[BZOJ2229][ZJOI2011]最小割
sol
最小割树请转一道很相似完全一模一样的题
所以跑出所有点对之间的最小割然后暴力统计答案即可。
code
#include<cstdio>
#include<algorithm>
#include<cstring>
#include<queue>
using namespace std;
int gi()
{
int x=0,w=1;char ch=getchar();
while ((ch<'0'||ch>'9')&&ch!='0') ch=getchar();
if (ch=='-') w=0,ch=getchar();
while (ch>='0'&&ch<='9') x=(x<<3)+(x<<1)+ch-'0',ch=getchar();
return w?x:-x;
}
const int N = 200;
const int inf = 1e9;
struct edge{int to,nxt,w;}a[N<<6];
int T,n,m,qq,head[N],cnt,dep[N],cur[N],q[N],tmp[N],cut[N][N];
queue<int>Q;
void link(int u,int v,int w)

-.-.-

任务要求
按照阅读文本的思路，在跑出所有点对之间的最小割之后，如何得出答案？

相关数据

-.-.-

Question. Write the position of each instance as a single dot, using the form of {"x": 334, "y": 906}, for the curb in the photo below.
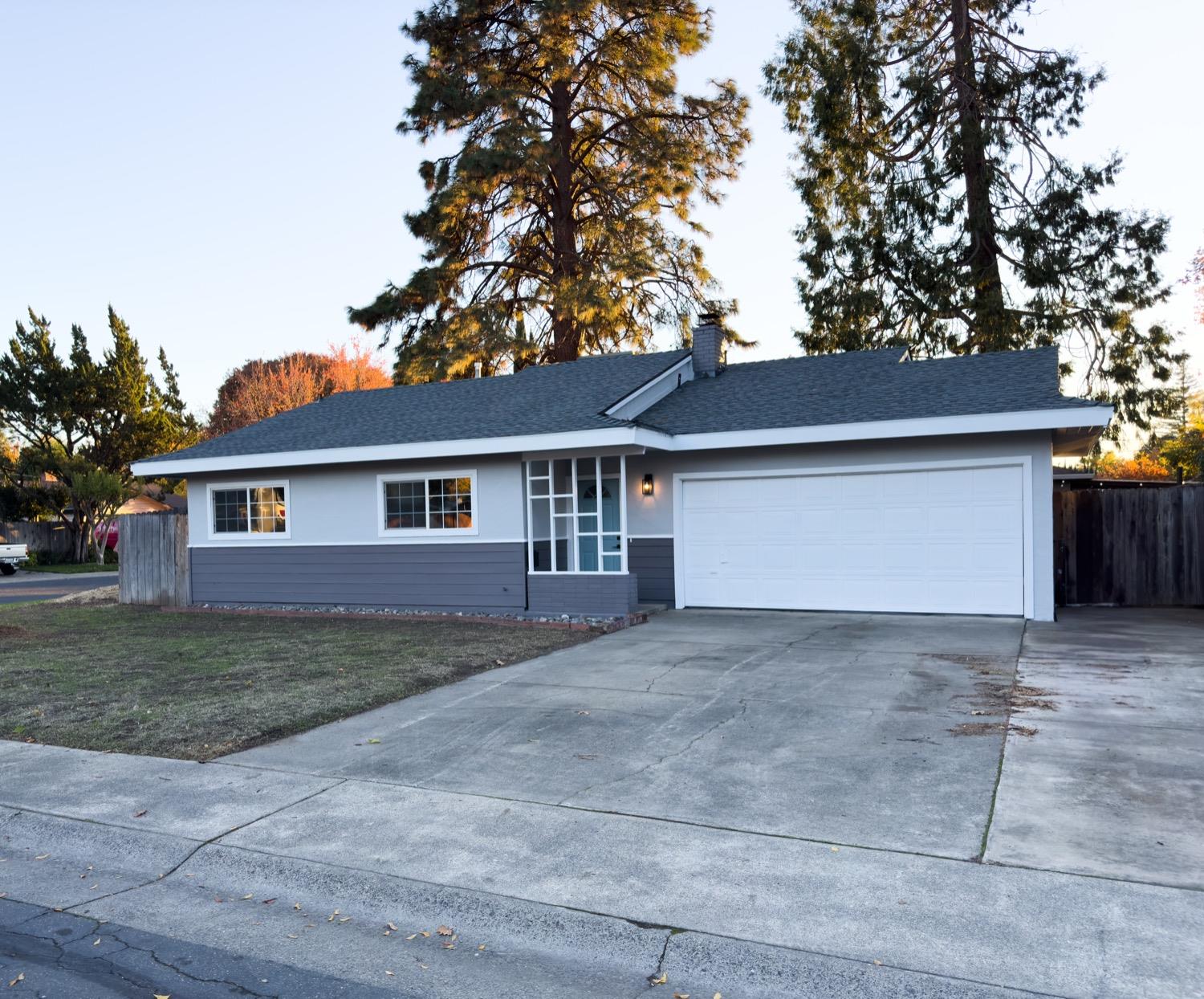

-.-.-

参考答案
暴力统计答案即可。